▶ **Problème posé A**: Quelles lignes de la liste ci-dessous contiennent le mot « white » ? Énumérez-les toutes en les recopiant, en respectant les majuscules et les minuscules.

▶ **Extrait du texte**:
'''
Un autre exemple. La loi 89, portant révocation du mandat des élus aux organes du pouvoir populaire, adoptée le 14 septembre 1999. nous avons adopté la vingt-deuxième version, ce qui veut dire qu’il y en a eu vingt et une avant, soumises à un processus similaire à celui que je viens d’expliquer.

Enfin, sur quoi travaille maintenant l’Assemblée nationale ? Sur la Loi des coopératives agricoles, qui est en cours de discussion dans chaque coopérative du pays, si bien que chaque paysan et chaque famille peut participer à son élaboration. Lugo Font, le président de l’Association nationale des petits agriculteurs, a informé le président de l’Assemblée que des réunions ont eu lieu dans 3 351 coopératives agricoles et coopératives de crédits et de services, auxquelles ont participé 212 779 coopérateurs et familles, soit 89 p. 100 des participants possibles, qui ont donné leurs opinions et leurs points de vue. Une fois conclue cette étape auprès des paysans, c’est au tour maintenant des députés d’entrer en action, en allant ce mois-ci dans tout le pays, coopérative par coopérative, pour aborder ce projet de loi.

Bref, quand une loi est votée en dernier ressort à notre Assemblée nationale, elle a été largement discutée avec les intéressés et avec tous les députés en vue de dégager un consensus.

Mais les députés ne sont pas les seuls à participer. On fait aussi appel aux vues des organisations de masse, aux experts, aux universitaires, aux scientifiques, à tous ceux qui souhaitent exprimer leurs vues d’une façon ou d’une autre.

Et c’est ce même processus, peut-être un peu plus réduit, qui se déroule au Conseil d’Etat. Chaque fois qu’il va approuver un décret-loi, ses trente et un membres ne sont pas les seuls à en discuter. On prend l’avis d’un large spectre de la société, en en écoute les opinions, on le modifie, puis on le refait circuler, toujours en quête de ce consensus. Et c’est ceci et la présence active du peuple qui ont défini la marche de l’institutionnalisation dans la Révolution.
'''
▶ **Données fournies**:
'''
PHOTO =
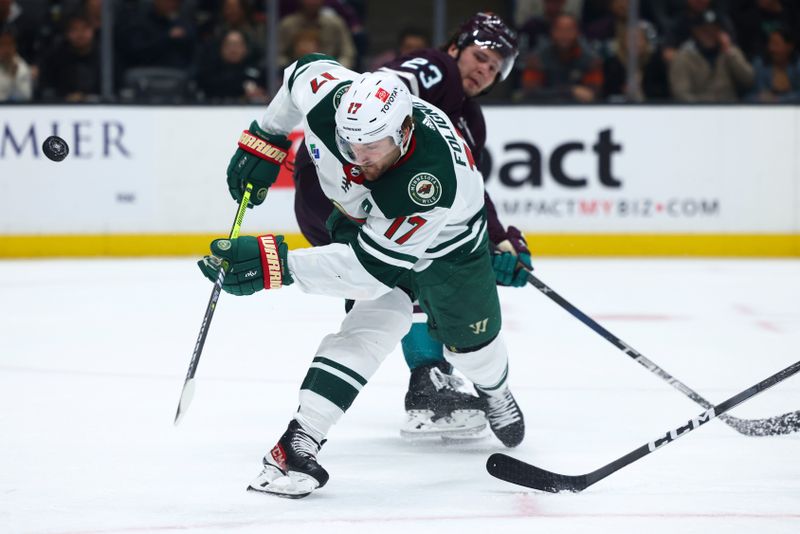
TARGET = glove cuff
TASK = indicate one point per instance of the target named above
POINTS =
(270, 261)
(517, 240)
(263, 145)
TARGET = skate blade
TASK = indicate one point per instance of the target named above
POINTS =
(292, 485)
(463, 425)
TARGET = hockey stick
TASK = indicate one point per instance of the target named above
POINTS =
(187, 393)
(771, 426)
(515, 471)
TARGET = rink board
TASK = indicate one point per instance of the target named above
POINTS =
(601, 180)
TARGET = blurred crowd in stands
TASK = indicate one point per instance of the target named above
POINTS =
(215, 51)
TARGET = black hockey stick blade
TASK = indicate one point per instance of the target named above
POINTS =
(787, 423)
(510, 469)
(523, 474)
(779, 425)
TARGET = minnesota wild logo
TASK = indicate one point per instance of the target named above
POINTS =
(425, 189)
(337, 96)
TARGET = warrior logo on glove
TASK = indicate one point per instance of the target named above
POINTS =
(270, 151)
(253, 263)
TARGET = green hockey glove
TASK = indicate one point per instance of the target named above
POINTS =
(254, 263)
(258, 161)
(511, 260)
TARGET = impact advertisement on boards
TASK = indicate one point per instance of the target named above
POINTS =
(604, 169)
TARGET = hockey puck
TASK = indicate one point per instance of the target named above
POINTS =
(55, 148)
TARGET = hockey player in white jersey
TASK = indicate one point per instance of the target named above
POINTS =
(410, 224)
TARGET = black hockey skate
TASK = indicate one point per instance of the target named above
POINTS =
(291, 469)
(437, 408)
(505, 417)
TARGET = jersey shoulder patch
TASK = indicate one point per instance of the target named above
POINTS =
(322, 118)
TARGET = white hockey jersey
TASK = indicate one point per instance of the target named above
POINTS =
(429, 205)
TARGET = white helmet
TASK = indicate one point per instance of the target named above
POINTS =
(373, 108)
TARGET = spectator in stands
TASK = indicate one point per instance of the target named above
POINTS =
(334, 36)
(778, 74)
(709, 67)
(651, 78)
(26, 24)
(679, 29)
(611, 26)
(93, 10)
(756, 20)
(70, 71)
(305, 41)
(239, 15)
(232, 75)
(563, 69)
(537, 28)
(158, 36)
(16, 82)
(409, 40)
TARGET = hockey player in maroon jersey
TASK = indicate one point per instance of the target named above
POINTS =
(480, 54)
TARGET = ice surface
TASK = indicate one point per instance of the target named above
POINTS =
(93, 356)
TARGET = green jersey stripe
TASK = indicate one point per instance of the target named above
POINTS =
(346, 370)
(331, 387)
(464, 236)
(303, 63)
(399, 256)
(381, 269)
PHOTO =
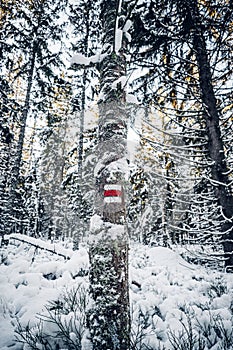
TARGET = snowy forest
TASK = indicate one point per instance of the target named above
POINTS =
(116, 172)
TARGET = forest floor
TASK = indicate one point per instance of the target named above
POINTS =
(174, 304)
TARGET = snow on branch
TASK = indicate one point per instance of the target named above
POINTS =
(40, 244)
(82, 60)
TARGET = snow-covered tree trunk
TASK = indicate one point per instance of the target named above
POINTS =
(109, 319)
(219, 170)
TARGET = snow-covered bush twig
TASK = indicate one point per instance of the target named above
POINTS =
(64, 323)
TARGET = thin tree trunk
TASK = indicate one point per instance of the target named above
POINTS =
(109, 317)
(219, 169)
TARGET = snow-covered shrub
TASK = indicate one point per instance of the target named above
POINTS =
(61, 327)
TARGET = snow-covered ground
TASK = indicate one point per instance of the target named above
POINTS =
(173, 303)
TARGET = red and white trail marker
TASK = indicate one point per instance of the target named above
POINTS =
(112, 193)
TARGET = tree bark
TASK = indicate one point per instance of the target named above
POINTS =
(19, 149)
(219, 168)
(109, 319)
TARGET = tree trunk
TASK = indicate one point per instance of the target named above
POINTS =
(109, 319)
(219, 169)
(19, 149)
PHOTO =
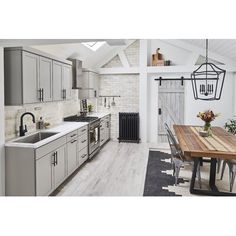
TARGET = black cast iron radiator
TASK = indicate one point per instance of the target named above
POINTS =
(128, 127)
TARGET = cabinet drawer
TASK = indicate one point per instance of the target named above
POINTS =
(105, 118)
(42, 151)
(82, 142)
(82, 156)
(83, 130)
(102, 138)
(72, 135)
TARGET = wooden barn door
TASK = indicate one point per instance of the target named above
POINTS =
(170, 106)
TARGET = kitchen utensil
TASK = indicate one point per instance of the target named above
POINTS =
(113, 102)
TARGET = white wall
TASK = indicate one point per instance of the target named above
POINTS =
(2, 127)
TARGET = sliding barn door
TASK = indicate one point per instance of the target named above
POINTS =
(170, 106)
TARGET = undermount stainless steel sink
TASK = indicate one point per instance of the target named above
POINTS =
(34, 138)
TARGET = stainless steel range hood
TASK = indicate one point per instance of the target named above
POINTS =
(77, 73)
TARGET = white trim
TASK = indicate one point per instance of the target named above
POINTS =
(200, 51)
(118, 70)
(113, 53)
(123, 59)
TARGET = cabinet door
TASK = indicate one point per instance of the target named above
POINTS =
(44, 175)
(30, 66)
(45, 78)
(93, 84)
(57, 81)
(60, 166)
(67, 81)
(71, 156)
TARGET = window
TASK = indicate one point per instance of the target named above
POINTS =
(94, 46)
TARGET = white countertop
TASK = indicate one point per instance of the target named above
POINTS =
(61, 130)
(99, 115)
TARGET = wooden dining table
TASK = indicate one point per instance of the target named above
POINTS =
(220, 144)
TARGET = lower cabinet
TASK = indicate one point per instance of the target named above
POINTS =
(105, 129)
(72, 156)
(44, 175)
(50, 171)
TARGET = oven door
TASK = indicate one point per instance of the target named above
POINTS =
(94, 137)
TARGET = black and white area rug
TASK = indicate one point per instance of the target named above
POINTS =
(159, 179)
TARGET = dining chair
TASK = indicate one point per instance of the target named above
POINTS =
(177, 157)
(232, 172)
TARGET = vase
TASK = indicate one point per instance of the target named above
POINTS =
(207, 128)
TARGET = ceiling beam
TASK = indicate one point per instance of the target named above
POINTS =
(114, 53)
(118, 70)
(199, 50)
(123, 59)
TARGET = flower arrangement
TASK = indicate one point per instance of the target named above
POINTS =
(230, 126)
(207, 116)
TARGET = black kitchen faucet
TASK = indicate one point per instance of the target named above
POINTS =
(24, 130)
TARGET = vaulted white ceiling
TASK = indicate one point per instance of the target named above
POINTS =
(223, 47)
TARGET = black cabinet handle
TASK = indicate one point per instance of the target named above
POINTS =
(54, 158)
(42, 95)
(84, 156)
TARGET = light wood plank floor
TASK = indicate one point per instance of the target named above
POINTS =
(118, 170)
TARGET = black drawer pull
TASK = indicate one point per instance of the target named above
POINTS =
(84, 156)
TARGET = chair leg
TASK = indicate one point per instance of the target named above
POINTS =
(223, 170)
(199, 176)
(232, 180)
(218, 165)
(177, 169)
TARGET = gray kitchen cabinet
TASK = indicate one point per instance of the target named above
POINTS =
(67, 81)
(32, 76)
(60, 166)
(105, 129)
(89, 85)
(62, 81)
(44, 178)
(50, 171)
(71, 156)
(45, 79)
(58, 92)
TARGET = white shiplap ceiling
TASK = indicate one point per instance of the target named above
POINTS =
(223, 47)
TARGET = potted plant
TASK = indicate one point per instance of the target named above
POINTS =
(207, 116)
(90, 108)
(230, 126)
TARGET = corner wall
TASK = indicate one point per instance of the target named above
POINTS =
(2, 127)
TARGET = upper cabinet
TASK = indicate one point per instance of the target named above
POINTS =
(89, 85)
(33, 78)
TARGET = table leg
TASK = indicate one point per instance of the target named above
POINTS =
(214, 191)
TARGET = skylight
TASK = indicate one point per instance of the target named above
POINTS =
(94, 46)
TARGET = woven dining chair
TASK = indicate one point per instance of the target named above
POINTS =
(232, 172)
(177, 157)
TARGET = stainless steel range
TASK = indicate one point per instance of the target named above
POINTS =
(94, 131)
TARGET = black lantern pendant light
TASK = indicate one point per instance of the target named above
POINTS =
(207, 80)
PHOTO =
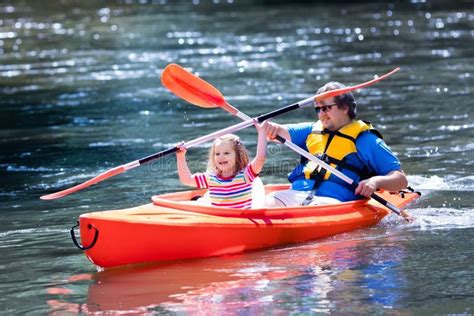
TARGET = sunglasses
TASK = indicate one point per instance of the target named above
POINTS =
(324, 108)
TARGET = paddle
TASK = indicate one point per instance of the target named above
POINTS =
(205, 97)
(199, 92)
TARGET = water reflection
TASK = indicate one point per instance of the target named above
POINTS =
(346, 275)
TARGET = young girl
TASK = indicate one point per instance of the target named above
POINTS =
(229, 174)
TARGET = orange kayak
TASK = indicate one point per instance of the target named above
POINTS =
(175, 227)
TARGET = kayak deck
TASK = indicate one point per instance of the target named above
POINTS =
(173, 227)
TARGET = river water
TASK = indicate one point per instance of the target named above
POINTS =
(81, 93)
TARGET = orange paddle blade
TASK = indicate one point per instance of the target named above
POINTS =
(336, 92)
(193, 89)
(101, 177)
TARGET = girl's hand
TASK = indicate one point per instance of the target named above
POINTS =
(181, 149)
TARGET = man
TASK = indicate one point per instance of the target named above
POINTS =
(352, 146)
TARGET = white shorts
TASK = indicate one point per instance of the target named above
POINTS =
(296, 198)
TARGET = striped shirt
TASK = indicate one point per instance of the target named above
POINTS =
(235, 192)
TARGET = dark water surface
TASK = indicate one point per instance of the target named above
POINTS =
(81, 93)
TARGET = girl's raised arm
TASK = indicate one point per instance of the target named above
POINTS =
(259, 160)
(185, 175)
'''
▶ **Problème posé B**: D'après l'extrait sur l'Assemblée nationale, combien de coopérateurs et familles ont participé aux réunions sur la Loi des coopératives agricoles ?

▶ **Corrigé de l'exercice A**:
TARGET = hockey player in white jersey
TARGET = white hockey jersey
TARGET = white helmet
TARGET = red and white trail marker
TARGET = white wall
TARGET = white trim
TARGET = white countertop
TARGET = black and white area rug
TARGET = vaulted white ceiling
TARGET = white shiplap ceiling
TARGET = white shorts

▶ **Corrigé de l'exercice B**: 212 779 coopérateurs et familles.